Problem statement:
What you give back should be only the lines from the one holding "Where in the photo above can the bare" through the final line of the records, each reproduced exactly.
>>>>>
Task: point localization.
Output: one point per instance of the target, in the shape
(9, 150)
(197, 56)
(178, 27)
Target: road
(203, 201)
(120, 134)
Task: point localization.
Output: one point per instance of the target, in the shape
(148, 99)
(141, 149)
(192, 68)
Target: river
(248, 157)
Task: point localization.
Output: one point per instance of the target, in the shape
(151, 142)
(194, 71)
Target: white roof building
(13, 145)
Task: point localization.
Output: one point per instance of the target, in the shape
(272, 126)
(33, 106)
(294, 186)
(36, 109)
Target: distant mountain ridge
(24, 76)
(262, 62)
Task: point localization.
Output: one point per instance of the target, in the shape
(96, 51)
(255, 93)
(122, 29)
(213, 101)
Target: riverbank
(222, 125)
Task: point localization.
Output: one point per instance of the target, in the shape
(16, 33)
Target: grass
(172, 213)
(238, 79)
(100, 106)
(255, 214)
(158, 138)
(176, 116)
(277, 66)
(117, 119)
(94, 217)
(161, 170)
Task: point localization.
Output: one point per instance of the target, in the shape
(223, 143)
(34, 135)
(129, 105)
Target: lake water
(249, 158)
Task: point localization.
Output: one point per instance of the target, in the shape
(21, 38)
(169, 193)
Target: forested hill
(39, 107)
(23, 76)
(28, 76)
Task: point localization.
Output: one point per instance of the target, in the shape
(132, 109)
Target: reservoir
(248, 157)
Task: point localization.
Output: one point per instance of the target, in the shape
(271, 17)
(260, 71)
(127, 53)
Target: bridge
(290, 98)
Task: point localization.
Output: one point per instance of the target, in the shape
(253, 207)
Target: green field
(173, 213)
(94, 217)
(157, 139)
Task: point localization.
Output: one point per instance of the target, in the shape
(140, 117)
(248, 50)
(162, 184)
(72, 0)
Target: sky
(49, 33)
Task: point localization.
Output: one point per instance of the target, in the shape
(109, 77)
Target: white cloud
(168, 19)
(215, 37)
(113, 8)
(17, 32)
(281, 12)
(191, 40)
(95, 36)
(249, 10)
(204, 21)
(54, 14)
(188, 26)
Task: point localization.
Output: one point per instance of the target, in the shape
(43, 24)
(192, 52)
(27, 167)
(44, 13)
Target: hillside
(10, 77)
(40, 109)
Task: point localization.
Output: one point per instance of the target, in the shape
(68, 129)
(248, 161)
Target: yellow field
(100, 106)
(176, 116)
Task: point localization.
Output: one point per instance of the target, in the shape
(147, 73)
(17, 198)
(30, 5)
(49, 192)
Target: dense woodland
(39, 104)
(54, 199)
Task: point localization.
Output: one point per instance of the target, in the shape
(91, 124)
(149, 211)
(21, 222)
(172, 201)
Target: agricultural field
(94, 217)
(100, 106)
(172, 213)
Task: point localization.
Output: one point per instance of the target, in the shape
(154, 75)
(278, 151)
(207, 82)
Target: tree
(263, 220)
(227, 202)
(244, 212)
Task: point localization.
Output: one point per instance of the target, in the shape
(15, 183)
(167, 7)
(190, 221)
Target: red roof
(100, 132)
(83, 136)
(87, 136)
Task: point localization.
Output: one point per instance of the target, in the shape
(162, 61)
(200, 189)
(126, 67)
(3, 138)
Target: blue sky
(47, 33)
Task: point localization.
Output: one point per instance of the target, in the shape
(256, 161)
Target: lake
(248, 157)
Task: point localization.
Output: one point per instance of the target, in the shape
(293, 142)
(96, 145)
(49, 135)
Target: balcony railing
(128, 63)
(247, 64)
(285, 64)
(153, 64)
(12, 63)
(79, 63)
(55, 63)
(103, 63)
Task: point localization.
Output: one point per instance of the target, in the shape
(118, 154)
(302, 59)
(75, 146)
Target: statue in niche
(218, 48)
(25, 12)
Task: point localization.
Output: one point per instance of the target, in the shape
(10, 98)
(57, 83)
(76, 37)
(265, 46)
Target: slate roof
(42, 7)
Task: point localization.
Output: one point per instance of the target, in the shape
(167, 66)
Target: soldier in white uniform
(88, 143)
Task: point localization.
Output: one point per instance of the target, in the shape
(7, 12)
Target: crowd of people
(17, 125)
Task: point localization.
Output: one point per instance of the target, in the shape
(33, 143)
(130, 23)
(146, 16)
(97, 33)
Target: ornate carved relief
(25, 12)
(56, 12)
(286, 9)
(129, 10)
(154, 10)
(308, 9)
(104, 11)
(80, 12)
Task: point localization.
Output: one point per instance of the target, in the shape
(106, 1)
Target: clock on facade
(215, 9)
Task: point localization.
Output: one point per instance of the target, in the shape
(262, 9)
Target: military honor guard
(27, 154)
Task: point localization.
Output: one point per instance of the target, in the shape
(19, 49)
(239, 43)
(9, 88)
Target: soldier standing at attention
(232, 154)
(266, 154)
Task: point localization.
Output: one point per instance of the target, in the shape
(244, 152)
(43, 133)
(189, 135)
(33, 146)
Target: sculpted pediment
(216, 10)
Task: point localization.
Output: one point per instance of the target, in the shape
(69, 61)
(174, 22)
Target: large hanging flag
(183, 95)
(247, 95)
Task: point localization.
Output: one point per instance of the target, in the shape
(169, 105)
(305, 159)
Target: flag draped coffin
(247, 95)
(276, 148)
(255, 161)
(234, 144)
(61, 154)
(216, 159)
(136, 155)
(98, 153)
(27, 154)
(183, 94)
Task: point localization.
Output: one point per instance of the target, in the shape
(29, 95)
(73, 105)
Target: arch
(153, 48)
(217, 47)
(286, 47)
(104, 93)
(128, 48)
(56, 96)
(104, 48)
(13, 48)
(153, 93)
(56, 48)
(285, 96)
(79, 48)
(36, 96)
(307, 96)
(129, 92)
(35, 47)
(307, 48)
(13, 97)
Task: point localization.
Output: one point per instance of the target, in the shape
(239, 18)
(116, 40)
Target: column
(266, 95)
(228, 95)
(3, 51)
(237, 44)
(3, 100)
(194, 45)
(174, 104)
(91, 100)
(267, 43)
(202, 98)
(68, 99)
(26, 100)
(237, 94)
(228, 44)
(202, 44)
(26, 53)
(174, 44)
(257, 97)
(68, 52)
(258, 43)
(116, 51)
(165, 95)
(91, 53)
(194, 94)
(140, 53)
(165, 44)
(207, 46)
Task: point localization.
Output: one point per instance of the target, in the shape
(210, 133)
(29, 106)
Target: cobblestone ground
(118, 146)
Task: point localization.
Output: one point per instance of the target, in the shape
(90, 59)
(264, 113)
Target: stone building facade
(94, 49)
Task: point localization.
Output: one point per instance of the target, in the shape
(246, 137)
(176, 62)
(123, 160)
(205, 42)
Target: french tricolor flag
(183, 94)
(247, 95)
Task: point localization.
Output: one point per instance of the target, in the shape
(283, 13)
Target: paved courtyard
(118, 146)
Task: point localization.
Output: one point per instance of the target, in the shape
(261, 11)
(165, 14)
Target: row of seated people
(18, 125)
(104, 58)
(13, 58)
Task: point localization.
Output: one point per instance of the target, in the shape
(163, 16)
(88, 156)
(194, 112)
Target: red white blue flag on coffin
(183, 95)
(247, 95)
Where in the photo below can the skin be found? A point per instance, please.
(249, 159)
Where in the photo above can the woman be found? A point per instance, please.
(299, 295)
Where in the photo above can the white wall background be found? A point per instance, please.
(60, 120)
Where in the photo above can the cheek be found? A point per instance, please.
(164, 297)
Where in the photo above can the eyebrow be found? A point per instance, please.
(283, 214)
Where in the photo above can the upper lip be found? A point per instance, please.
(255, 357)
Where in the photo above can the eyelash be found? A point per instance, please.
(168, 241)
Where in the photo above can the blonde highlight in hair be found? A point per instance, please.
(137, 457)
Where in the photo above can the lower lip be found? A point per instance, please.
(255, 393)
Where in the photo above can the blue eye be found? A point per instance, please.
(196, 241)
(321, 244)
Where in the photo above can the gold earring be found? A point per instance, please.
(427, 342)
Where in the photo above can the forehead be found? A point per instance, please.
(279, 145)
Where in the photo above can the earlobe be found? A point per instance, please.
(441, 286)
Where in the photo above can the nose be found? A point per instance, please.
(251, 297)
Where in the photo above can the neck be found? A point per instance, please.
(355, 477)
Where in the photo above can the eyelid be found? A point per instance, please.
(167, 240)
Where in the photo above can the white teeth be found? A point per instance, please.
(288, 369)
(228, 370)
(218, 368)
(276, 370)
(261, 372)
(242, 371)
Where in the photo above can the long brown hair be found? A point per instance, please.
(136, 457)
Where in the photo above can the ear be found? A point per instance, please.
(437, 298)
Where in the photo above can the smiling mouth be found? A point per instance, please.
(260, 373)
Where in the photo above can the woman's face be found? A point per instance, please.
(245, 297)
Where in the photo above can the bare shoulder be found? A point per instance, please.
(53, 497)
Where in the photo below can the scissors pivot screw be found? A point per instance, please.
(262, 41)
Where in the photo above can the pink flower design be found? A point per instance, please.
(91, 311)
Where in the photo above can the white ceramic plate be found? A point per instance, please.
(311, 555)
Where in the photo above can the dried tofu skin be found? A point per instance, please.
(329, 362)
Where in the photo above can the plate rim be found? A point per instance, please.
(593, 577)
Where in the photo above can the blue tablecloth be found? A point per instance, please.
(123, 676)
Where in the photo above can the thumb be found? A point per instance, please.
<<<<<
Answer for this exercise:
Where in the photo above can the bare shoulder be found? A point per instance, please.
(53, 497)
Where in the photo below can the scissors pivot screw be found? A point per instance, please.
(262, 41)
Where in the photo above can the pink flower design be found? A point per instance, please.
(91, 311)
Where in the photo above can the white ceramic plate be found? A point per instance, please.
(311, 555)
Where in the photo above can the dried tofu skin be found? A point per instance, please.
(329, 362)
Where in the photo above can the plate rim be found? A point per instance, please.
(593, 577)
Where in the photo above can the blue tablecloth be found? A point per instance, please.
(123, 676)
Where in the photo above can the thumb be found? A point per instance, please.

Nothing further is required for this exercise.